▶ [EXERCISE INPUT]:
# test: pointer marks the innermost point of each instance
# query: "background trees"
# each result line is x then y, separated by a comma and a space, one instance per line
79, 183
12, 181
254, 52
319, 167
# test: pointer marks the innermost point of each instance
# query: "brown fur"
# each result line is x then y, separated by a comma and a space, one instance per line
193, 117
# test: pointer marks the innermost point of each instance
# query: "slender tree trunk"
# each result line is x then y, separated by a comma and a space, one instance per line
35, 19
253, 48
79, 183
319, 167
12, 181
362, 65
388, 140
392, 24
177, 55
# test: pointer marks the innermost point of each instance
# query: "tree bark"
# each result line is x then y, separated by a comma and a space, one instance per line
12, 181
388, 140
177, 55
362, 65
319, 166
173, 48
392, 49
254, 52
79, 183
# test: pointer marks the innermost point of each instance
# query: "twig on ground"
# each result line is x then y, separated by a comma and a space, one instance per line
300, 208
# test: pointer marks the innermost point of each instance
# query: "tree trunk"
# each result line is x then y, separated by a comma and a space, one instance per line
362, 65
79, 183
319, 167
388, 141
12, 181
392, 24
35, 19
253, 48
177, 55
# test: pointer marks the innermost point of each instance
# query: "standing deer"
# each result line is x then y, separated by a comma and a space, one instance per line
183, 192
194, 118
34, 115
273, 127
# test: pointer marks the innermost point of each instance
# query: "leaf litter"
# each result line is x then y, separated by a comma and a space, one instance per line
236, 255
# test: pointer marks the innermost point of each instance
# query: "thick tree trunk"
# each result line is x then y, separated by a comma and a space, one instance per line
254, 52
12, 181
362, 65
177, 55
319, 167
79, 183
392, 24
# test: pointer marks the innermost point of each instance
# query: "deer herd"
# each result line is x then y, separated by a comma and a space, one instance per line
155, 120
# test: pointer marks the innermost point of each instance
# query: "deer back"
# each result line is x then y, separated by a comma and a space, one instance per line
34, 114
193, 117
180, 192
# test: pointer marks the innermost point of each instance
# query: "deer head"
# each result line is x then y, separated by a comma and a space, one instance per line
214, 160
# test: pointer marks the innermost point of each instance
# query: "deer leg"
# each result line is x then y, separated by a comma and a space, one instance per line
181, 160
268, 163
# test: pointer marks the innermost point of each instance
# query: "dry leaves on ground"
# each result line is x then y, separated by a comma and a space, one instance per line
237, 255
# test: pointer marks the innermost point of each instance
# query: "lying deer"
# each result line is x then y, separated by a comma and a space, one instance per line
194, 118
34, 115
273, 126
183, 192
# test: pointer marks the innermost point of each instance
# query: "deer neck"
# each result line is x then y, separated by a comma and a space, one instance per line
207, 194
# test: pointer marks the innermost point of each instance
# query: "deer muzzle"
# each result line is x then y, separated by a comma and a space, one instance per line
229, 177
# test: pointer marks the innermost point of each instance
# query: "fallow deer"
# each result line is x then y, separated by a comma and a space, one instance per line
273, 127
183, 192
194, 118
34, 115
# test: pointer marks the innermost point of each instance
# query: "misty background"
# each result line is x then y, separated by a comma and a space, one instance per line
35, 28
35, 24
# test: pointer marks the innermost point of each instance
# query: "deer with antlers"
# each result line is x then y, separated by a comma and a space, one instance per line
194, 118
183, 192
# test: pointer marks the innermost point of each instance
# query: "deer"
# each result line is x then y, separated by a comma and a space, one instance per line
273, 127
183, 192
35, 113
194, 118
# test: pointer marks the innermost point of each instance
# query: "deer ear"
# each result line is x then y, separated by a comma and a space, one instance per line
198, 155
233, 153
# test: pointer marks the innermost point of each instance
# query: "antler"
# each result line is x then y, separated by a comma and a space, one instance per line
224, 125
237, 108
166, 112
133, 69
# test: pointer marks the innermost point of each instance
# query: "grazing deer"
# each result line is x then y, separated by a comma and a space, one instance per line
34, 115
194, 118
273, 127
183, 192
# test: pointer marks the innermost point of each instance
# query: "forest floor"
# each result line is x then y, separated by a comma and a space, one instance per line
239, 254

--

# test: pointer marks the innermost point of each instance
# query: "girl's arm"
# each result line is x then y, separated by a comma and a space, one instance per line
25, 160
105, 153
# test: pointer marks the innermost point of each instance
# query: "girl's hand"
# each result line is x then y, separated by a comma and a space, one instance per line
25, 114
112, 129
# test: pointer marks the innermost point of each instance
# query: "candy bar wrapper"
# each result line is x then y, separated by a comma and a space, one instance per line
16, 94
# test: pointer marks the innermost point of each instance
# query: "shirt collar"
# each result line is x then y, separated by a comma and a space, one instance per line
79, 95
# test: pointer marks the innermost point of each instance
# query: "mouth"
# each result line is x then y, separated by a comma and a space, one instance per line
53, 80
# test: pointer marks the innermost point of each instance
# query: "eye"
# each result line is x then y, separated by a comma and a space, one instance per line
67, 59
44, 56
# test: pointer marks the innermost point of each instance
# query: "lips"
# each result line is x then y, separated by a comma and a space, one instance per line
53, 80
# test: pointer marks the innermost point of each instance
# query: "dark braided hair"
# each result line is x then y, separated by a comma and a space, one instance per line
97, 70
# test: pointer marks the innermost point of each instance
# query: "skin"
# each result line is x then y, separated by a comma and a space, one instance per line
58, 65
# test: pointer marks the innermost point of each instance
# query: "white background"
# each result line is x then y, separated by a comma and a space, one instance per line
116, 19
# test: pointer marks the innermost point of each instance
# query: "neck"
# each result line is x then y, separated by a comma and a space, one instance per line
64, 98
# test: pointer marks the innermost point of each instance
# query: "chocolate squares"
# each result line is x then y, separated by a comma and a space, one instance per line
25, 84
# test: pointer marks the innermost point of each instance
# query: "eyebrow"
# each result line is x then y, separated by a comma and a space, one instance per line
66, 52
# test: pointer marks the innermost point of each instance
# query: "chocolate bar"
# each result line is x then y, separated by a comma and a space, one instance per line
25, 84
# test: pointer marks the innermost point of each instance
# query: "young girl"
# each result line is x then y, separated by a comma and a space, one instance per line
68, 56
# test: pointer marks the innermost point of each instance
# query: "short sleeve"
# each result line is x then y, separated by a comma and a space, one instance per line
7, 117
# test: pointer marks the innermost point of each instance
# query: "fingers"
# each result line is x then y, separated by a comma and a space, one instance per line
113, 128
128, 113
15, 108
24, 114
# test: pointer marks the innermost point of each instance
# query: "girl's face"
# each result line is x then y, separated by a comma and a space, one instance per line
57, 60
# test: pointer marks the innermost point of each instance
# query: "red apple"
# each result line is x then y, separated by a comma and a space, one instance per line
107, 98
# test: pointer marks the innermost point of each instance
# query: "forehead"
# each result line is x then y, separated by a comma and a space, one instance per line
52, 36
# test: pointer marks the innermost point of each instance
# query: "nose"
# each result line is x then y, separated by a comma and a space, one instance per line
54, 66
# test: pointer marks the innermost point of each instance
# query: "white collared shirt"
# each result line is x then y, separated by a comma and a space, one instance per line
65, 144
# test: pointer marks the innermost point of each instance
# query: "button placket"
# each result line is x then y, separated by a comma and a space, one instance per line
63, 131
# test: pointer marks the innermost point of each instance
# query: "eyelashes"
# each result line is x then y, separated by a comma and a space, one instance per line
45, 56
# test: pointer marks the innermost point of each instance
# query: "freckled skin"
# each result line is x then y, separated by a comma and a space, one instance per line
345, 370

▶ [SHORT EXERCISE]: Gather every line of the items above that contains the string "background", and copy each one unchanged.

▶ [RESULT OF THIS EXERCISE]:
# query: "background trees"
# query: "misty background"
# query: "white background"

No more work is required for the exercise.